* _What this task involves_:
From the text on the Boscolo Exedra hotel, return the passage that starts at the words "The twin staircases" and stops after "is by Meritalia.", copied word for word.

He’d never designed a hotel before and on the strength of that the chain’s founder Roberto Boscolo believed he was the right man for the job.

As with the chain’s other six hotels, creating the Boscolo Exedra involved the renovation of an existing building. Here is was an eight-storey former bank, built in the Twenties in Milan’s Corso Matteotti. Fittingly, given its location at the heart of Milan’s fashion district – not to mention its proximity to the Piazza San Babila, the Scala and the Duomo – the Boscolo Exedra has been conceived and designed as a ‘destination hotel’, meaning it’s as welcoming to casual visitors to its three restaurants and luxurious spa as it is to hotel guests. As a taster of the fun and eccentric design within, Rota placed large fish tanks in two of the windows: a reminder that this is not a haughty, exclusive hotel.

Of the 154 guest rooms no two are quite alike. Each has been fitted-out with the finest Italian-made furniture by the likes of Driade, Artemide, Fontana Arte and Tom Dixon. But the design of this hotel is unapologetically extrovert, and it’s the fantastic public spaces that are standout.

An entrance hall, with a floor in white Carrara Tuscan marble, leads to an triple height space dominated by two sculptures made of tubular steel etched in bronze. These ‘nests’ as Rota calls them, sit at the centre of twin helicoid staircases, which lead to the reception, art gallery and restaurants on the floor below.

With Rota in charge, the layout of the Boscolo Exedra was never going to be conventional, and the decision to hide the reception desk away on the lower ground floor, rather than placing it by the entrance, was deliberate. A member of staff greets guests as they enter, so that they don’t really feel like they’ve walked into a hotel at all.

This public space is lit by a ‘smart lighting’ system comprising more than 4,000 LEDs of various colours, which automatically change colour and intensity depending on the time of day, and even react to the changing seasons.

The twin staircases lead down to the first of three restaurants, whose white columns are emblazoned with triangles of mirrored steel coated in coloured transparent paint: the resulting pattern evokes the multicoloured costume of the character Harlequin from the Italian commedia dell’arte.

A bar with a black glass top and black lacquered base by Italian furniture company Meritalia is decorated with sheets of pierced stainless steel shaped like petals and lit from above by a collection of pendant lights by Tom Dixon. Meritalia also supplied the couches and tables.

Recesses in the ceiling containing LED lights arranged in a ‘molecular pattern’ run through the reception area and into the ‘museum hall’, an area used to display art. Here, walls and supporting columns are covered with gloss-black lacquered boiserie; loose furniture is by Meritalia.

* _Dataset extract_:
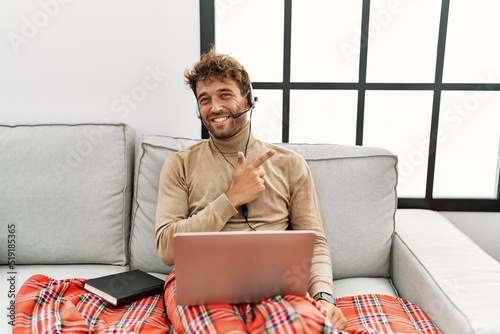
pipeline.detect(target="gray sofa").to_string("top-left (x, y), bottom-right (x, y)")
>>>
top-left (0, 124), bottom-right (500, 334)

* _Written answer_:
The twin staircases lead down to the first of three restaurants, whose white columns are emblazoned with triangles of mirrored steel coated in coloured transparent paint: the resulting pattern evokes the multicoloured costume of the character Harlequin from the Italian commedia dell’arte.

A bar with a black glass top and black lacquered base by Italian furniture company Meritalia is decorated with sheets of pierced stainless steel shaped like petals and lit from above by a collection of pendant lights by Tom Dixon. Meritalia also supplied the couches and tables.

Recesses in the ceiling containing LED lights arranged in a ‘molecular pattern’ run through the reception area and into the ‘museum hall’, an area used to display art. Here, walls and supporting columns are covered with gloss-black lacquered boiserie; loose furniture is by Meritalia.